>>>
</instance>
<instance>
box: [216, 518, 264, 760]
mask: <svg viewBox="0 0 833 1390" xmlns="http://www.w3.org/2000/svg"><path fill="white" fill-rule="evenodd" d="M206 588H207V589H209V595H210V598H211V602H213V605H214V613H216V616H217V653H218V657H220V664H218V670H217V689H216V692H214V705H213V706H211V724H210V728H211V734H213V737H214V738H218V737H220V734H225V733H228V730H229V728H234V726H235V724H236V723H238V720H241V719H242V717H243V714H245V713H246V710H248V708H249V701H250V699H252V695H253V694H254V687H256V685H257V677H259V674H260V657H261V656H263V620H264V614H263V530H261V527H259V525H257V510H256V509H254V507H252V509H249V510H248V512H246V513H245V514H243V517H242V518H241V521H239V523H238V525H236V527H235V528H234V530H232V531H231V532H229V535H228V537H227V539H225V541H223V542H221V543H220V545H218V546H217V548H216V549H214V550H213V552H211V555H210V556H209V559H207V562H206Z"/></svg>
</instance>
<<<
## EXERCISE
In the entries above, find the line containing "box: [216, 518, 264, 760]". Set down that line and every line after it through the last one, exactly and alone.

## WRITTEN ANSWER
box: [216, 518, 264, 760]
mask: <svg viewBox="0 0 833 1390" xmlns="http://www.w3.org/2000/svg"><path fill="white" fill-rule="evenodd" d="M206 588H207V589H209V595H210V598H211V602H213V605H214V613H216V616H217V653H218V657H220V664H218V670H217V689H216V692H214V705H213V706H211V724H210V728H211V734H213V737H214V738H218V737H220V734H225V733H228V730H229V728H234V726H235V724H236V723H238V720H241V719H242V717H243V714H245V713H246V710H248V708H249V701H250V699H252V695H253V694H254V687H256V685H257V677H259V674H260V657H261V656H263V620H264V614H263V530H261V527H259V525H257V510H256V509H254V507H252V509H249V510H248V512H246V513H245V514H243V517H242V518H241V521H239V523H238V525H236V527H235V528H234V530H232V531H231V532H229V535H228V537H227V539H225V541H223V542H221V543H220V545H218V546H217V548H216V549H214V550H213V552H211V555H210V556H209V559H207V562H206Z"/></svg>
</instance>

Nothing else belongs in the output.